Your objective
Pull out each line of the material below that contains the word "stone" and copy those lines in full.

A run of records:
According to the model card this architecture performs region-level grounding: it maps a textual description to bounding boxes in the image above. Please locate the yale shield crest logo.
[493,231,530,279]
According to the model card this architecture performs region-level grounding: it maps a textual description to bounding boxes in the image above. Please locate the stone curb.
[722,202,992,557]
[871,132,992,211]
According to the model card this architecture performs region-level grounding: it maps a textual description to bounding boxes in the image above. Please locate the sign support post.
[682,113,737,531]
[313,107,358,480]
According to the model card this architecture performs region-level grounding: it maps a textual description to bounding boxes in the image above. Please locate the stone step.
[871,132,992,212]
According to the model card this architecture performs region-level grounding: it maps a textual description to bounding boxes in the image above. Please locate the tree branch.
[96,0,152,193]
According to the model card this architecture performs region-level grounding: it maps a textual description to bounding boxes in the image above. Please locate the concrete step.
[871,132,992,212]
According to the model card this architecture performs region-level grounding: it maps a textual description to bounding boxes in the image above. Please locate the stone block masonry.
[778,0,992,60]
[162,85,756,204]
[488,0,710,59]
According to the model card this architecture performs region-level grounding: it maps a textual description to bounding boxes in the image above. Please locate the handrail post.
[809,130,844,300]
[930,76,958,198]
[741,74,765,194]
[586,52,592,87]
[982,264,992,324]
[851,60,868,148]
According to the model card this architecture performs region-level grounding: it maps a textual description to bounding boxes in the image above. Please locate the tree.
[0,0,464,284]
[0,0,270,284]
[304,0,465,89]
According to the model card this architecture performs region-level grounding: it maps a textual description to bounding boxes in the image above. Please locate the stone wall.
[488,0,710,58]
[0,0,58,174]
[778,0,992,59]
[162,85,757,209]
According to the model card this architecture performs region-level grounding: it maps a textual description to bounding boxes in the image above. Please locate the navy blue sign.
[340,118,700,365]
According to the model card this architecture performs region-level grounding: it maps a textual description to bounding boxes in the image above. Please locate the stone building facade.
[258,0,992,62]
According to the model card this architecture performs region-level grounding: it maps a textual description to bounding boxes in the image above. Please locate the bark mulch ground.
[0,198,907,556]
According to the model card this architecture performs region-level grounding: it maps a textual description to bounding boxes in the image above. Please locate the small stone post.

Task solution
According to the model card this architecture performs region-level grounding: it maps a textual description to bounding boxes in the image above. Please locate the stone curb.
According to the model card this architecture performs region-level grounding: it maps a textual description to bounding boxes in the image above. Please locate the stone step.
According to the model card this architecture performs region-level grounding: it maps a textual description to bounding boxes in the image above. Please locate the stone block masonry.
According to the model card this architecture performs region-level grounding: it maps a textual description to bounding boxes in the image above. Please locate the stone wall.
According to the model card this architecture performs region-level grounding: it maps a textual description to bounding boxes in the image above. Please locate the stone building facade.
According to the model card this architecture performs region-level grounding: it maps a textual description to bounding boxes in the image above. Please locate the small stone post.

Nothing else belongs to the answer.